Copy word for word the part of the essay on Trump's election victory between "In retrospect, it" and "but by COVID-19.", inclusive.

Reading passage >>
★ ★ ★ ★ ★ ★ ★
We Probably Should Have Expected This
Nothing hits like the bitter truth after months of wish-casting
Like many Americans, I’m not having a whole lot of luck falling asleep tonight.
In the wake of Trump’s victory, there will be many attempts to assign blame. I will take part in that here, because there is blame to go around. But over and above all else I have gradually found it much more reliable to cast blame on voters rather than leaders. This is less fashionable, but I believe this makes sense, given that voters are the ones who pick the leaders. For all the complaints about the absence of third parties in our system, all that would actually need to happen for them to become relevant is for people to vote for them. For the most part, they don’t. And the truth is, whatever the Democrats could or should have done differently to point the way, the voters made an exceptionally stupid decision last night. Ultimately, these people are adults, despite our tendency to talk about them like they’re children. Failing to recognize the overwhelming stupidity and fickleness of the American electorate is just as blinkered and irresponsible as failing to recognize failures on the part of the Democrats themselves. It’s not elitist to point out the obvious.
In retrospect, it now seems very plausible that Trump was always favored to win. He was favored to win in 2016 because people hated the establishment, and he represented a disruption. I think that basically never changed. It would have re-elected him in 2020, but he was defeated not by Joe Biden, but by COVID-19.
This proved to be a double-edged sword, as Biden thus had to take the brunt of the blame for the unavoidable economic consequences of the pandemic. This cycle, Trump was favored to win because of post-COVID inflation (largely caused by spending that occurred under his own administration, funnily enough), a huge wave of illegal immigration, and the one constant of all of these elections: people on all sides of the political spectrum really fucking hate Democrats. This has certainly gotten worse over the Biden years, particularly as Elon Musk has bought Twitter and subsequently gone full MAGA, turning the platform into a firehose of right-wing propaganda.
It is certainly true that the response of Democrats mattered-they genuinely did botch border policy until the tail end of Biden’s term, an inexplicable self-own that is proving to have historic implications. And, of course, there was the inexcusably stupid and self-indulgent display of running an elderly man clearly unfit to serve another term. Still, I think the results we are seeing suggest that these mistakes were not decisive-at current count, Donald Trump is beating Harris in the popular vote by over 5 million votes, only a bit less than the margin by which he lost to Joe Biden, and 2 million more than the margin by which he lost to Hillary Clinton. He may close that gap, or it may widen a bit, but regardless, the Democrats would almost certainly have lost regardless of this or that individual fuck up. Given the Republican electoral college advantage, the question wasn’t “whether,” but “how badly?”
★ ★ ★ ★ ★ ★ ★
Record excerpts >>
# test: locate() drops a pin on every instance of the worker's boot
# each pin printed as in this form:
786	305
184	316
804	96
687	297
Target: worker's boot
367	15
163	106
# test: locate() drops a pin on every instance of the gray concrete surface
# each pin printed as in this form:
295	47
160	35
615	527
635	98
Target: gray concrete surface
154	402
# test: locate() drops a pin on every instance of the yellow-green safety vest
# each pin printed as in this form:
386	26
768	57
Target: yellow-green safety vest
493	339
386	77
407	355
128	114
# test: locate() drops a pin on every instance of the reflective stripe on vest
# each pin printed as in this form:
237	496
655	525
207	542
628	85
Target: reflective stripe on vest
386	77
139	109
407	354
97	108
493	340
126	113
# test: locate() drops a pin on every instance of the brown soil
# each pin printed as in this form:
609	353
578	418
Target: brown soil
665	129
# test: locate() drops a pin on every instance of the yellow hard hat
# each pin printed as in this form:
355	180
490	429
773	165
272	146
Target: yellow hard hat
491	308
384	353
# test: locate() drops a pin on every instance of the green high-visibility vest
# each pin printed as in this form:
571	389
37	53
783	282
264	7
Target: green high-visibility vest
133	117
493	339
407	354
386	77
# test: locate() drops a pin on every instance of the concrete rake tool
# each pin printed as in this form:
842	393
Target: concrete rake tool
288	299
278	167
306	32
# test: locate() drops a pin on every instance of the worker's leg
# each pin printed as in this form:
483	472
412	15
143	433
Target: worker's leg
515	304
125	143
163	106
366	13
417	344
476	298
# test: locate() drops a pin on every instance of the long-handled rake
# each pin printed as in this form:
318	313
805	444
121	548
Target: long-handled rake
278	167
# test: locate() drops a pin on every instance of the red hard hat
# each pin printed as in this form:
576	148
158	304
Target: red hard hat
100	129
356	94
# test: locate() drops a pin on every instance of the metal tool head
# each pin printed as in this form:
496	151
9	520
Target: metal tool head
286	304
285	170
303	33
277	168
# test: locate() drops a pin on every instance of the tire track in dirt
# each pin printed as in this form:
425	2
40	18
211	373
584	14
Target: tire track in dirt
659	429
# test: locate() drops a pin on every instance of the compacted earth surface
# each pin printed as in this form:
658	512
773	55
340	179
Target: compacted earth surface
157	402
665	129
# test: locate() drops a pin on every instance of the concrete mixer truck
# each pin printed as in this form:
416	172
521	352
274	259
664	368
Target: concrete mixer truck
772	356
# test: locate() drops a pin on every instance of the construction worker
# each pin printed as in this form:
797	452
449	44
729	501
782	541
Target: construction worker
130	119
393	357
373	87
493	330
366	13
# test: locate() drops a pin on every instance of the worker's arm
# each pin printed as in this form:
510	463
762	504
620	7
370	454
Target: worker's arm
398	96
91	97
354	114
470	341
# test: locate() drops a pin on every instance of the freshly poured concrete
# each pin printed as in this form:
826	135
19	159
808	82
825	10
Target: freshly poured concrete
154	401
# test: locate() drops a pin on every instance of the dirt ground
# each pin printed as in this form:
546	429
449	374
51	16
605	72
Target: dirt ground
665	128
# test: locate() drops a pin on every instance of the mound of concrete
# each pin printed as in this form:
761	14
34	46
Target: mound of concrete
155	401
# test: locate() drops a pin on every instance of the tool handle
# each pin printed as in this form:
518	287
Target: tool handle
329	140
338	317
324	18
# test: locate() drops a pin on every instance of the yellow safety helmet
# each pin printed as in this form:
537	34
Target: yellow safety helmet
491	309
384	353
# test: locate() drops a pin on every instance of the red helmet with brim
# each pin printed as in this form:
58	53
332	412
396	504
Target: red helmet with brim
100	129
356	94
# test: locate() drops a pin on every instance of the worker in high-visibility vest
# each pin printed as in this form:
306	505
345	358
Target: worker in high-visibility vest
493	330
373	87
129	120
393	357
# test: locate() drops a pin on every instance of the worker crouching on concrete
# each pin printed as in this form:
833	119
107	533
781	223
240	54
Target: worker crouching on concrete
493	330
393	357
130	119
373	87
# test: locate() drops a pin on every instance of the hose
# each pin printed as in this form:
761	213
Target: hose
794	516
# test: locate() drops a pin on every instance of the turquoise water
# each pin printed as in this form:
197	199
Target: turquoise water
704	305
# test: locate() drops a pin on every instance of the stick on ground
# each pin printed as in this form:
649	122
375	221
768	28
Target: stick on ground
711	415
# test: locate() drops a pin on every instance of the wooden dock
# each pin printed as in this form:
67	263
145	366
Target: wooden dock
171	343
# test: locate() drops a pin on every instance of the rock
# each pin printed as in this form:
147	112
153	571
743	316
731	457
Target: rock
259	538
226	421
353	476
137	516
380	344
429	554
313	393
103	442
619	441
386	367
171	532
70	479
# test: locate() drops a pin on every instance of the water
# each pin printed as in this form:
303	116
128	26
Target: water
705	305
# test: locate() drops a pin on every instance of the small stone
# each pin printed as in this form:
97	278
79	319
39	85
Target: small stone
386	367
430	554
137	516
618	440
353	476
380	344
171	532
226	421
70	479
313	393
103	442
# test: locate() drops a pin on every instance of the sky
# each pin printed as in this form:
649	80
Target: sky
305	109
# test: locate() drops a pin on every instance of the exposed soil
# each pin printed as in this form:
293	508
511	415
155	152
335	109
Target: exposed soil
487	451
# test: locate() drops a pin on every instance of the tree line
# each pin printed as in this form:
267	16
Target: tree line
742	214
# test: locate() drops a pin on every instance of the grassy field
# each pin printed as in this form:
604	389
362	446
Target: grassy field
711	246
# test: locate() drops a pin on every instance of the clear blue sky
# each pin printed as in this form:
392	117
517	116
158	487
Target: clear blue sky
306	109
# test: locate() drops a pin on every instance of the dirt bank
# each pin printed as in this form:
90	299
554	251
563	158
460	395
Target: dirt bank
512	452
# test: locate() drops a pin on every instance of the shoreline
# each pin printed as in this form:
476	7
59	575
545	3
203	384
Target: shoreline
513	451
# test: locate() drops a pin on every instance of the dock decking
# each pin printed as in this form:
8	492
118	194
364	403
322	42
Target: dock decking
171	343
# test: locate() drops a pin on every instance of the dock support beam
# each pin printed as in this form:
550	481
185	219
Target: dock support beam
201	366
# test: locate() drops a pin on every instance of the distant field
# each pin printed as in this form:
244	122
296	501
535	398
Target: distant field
★ ★ ★ ★ ★ ★ ★
Task result >>
In retrospect, it now seems very plausible that Trump was always favored to win. He was favored to win in 2016 because people hated the establishment, and he represented a disruption. I think that basically never changed. It would have re-elected him in 2020, but he was defeated not by Joe Biden, but by COVID-19.